Page text |
[CASSANDRA-8447] Nodes stuck in CMS GC cycle with very little traffic when compaction is enabled - ASF JIRA

Details

Type: Bug
Status: Resolved
Priority: Normal
Resolution: Duplicate
Fix Version/s: 2.0.12
Component/s: None
Labels:
None
Environment:

Hide

Cluster size - 4 nodes
Node size - 12 CPU (hyper threaded to 24 cores), 192 GB RAM, 2 Raid 0 arrays (Data - 10 disk, spinning 10k drives | CL 2 disk, spinning 10k drives)
OS - RHEL 6.5
jvm - oracle 1.7.0_71
Cassandra version 2.0.11

Show
Cluster size - 4 nodes Node size - 12 CPU (hyper threaded to 24 cores), 192 GB RAM, 2 Raid 0 arrays (Data - 10 disk, spinning 10k drives | CL 2 disk, spinning 10k drives) OS - RHEL 6.5 jvm - oracle 1.7.0_71 Cassandra version 2.0.11

Severity:
Normal
Since Version:

2.0.11

Description

Behavior - If autocompaction is enabled, nodes will become unresponsive due to a full Old Gen heap which is not cleared during CMS GC.

Test methodology - disabled autocompaction on 3 nodes, left autocompaction enabled on 1 node. Executed different Cassandra stress loads, using write only operations. Monitored visualvm and jconsole for heap pressure. Captured iostat and dstat for most tests. Captured heap dump from 50 thread load. Hints were disabled for testing on all nodes to alleviate GC noise due to hints backing up.

Given exercise A | According to the bug report, why were hints disabled on all nodes during testing?
Given exercise B | Please state which Cassandra version the cluster in the bug report was running.

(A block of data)
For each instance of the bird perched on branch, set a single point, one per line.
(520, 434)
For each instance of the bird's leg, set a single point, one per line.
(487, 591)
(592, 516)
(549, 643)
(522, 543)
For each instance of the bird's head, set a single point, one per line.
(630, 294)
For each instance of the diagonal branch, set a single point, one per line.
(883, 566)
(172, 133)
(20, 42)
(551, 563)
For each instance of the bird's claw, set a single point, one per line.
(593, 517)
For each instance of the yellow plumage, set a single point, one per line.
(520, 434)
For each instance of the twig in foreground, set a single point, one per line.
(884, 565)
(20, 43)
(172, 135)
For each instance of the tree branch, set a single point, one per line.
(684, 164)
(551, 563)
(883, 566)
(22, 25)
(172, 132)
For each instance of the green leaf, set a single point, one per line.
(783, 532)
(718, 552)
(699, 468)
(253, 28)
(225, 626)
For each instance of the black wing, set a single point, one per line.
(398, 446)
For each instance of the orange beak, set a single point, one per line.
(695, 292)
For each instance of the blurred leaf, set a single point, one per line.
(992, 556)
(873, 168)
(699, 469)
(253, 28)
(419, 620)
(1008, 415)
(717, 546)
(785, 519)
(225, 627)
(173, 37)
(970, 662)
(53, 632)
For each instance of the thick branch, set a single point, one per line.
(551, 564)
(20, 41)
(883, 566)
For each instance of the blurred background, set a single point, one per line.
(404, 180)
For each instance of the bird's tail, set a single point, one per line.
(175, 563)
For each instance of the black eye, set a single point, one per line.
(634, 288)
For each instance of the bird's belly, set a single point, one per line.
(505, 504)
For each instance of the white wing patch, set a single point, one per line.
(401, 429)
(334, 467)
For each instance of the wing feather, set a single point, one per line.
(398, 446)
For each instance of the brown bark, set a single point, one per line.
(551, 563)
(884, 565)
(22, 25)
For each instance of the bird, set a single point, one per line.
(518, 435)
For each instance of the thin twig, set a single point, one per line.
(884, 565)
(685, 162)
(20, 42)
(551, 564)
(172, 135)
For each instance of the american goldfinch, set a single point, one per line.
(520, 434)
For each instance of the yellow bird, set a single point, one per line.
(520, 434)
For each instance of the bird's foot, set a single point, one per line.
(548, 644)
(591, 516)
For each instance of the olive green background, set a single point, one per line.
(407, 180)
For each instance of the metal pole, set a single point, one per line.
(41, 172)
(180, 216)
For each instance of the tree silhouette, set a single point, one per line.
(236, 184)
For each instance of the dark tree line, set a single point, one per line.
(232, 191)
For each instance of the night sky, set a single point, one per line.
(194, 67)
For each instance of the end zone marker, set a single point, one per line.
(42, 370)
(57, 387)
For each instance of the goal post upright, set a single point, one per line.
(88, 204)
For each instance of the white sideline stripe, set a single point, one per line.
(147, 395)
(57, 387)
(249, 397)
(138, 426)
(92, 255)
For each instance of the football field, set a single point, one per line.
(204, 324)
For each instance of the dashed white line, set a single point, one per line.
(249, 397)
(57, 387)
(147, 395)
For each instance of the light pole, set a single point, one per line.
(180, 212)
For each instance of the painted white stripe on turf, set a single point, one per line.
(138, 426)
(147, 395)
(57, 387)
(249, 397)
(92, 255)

* * *

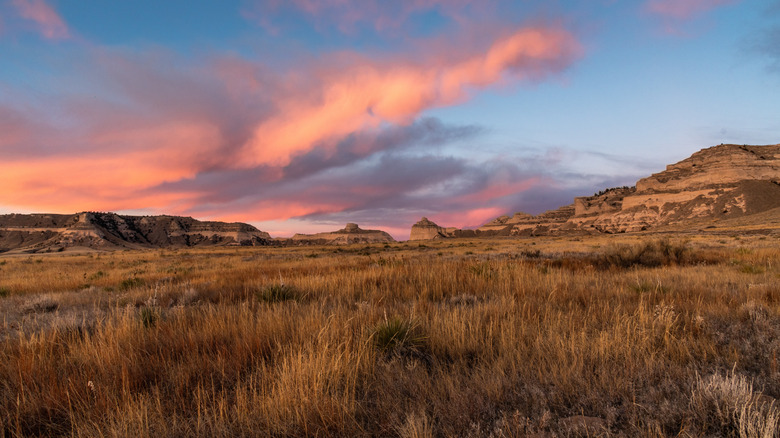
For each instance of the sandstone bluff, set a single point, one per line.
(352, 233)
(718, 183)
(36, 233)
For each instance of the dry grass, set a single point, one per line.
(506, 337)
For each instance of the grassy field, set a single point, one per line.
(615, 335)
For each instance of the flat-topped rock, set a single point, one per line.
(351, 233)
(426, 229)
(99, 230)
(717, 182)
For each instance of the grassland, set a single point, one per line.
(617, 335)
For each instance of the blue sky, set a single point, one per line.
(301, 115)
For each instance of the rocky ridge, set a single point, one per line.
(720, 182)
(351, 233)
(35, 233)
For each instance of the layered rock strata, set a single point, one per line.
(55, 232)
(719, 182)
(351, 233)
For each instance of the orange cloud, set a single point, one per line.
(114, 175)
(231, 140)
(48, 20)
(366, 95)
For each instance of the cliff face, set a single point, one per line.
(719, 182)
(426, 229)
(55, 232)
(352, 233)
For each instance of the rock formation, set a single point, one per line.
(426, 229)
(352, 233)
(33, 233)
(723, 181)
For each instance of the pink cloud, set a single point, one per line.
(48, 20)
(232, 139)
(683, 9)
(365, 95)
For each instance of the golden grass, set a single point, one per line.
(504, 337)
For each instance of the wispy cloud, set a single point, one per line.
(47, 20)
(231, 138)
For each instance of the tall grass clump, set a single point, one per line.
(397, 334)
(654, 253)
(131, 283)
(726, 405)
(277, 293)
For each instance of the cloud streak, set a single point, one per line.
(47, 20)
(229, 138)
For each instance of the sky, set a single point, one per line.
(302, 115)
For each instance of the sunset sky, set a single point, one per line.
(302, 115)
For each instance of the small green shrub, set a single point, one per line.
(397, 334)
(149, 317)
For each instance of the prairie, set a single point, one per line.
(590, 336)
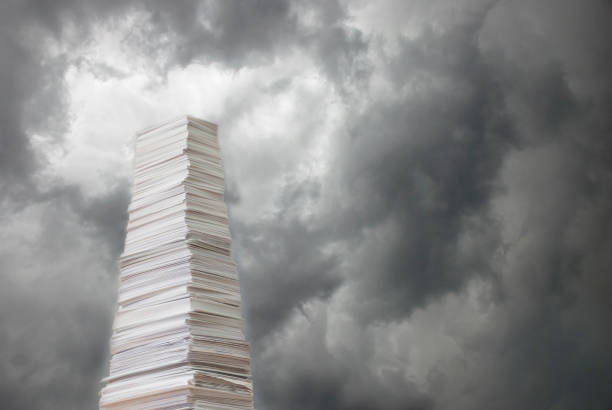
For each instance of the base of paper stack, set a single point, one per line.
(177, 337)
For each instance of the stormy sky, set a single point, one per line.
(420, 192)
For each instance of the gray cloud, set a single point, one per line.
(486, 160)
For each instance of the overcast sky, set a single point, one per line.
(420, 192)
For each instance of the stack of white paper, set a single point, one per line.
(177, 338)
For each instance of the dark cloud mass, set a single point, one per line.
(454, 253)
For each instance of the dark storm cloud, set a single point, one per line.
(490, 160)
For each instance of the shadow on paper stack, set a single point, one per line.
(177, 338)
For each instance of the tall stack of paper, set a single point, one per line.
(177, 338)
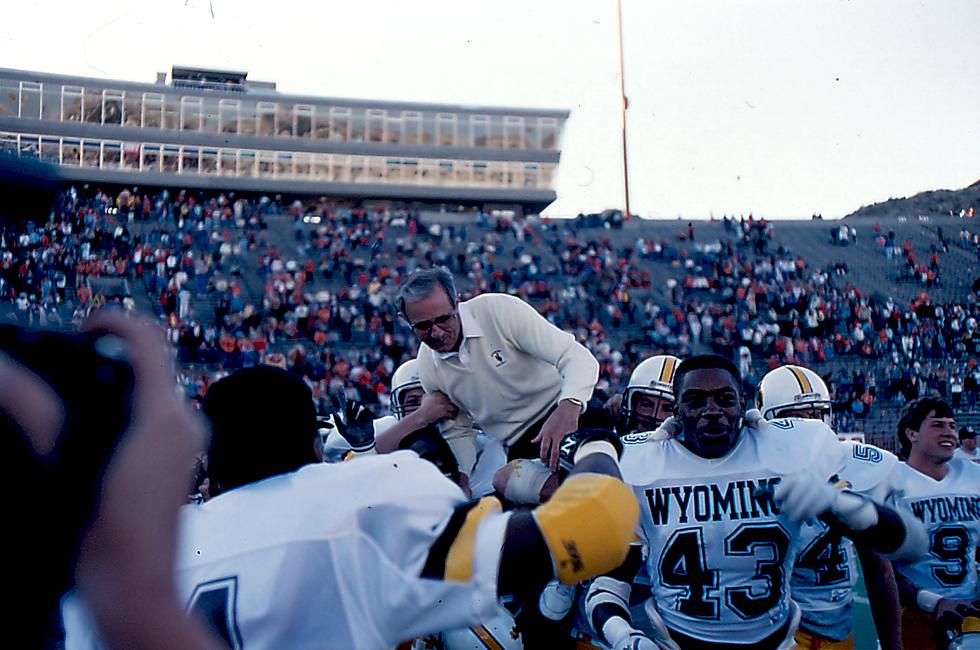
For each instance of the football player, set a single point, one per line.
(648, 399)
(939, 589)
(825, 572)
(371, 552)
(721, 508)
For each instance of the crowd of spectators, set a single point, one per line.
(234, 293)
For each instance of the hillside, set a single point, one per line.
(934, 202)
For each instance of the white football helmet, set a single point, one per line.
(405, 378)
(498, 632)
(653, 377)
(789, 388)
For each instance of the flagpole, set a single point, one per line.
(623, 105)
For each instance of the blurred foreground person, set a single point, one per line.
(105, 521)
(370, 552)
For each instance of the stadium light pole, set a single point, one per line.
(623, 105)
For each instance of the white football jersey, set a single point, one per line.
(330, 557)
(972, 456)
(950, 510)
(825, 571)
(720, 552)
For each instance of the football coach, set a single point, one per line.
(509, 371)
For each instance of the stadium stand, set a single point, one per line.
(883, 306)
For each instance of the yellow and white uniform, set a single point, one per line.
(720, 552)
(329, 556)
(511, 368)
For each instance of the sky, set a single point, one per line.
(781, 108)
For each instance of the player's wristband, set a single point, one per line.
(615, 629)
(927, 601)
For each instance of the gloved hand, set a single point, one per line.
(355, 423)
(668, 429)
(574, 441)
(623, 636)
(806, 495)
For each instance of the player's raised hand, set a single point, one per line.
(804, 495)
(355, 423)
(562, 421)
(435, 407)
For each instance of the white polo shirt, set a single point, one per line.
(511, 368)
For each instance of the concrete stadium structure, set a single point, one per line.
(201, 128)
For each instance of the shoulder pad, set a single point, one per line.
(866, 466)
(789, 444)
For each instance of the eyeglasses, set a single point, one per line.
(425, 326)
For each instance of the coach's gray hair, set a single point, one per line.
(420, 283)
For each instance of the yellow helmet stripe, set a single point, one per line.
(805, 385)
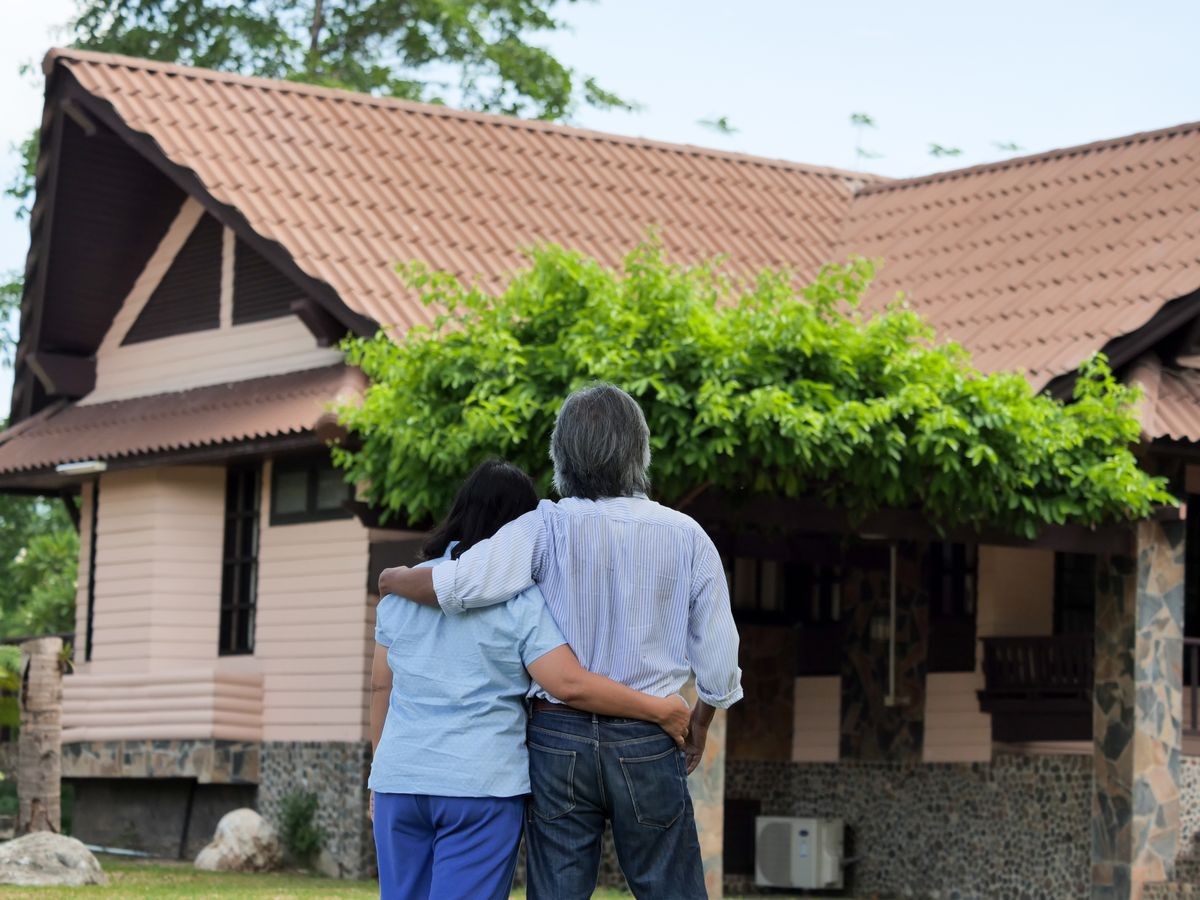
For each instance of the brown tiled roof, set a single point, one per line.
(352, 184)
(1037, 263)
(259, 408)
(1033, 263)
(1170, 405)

Problem solution A | Hints were disabled on all nodes to reduce GC noise caused by hints backing up.

Problem solution B | Cassandra version 2.0.11.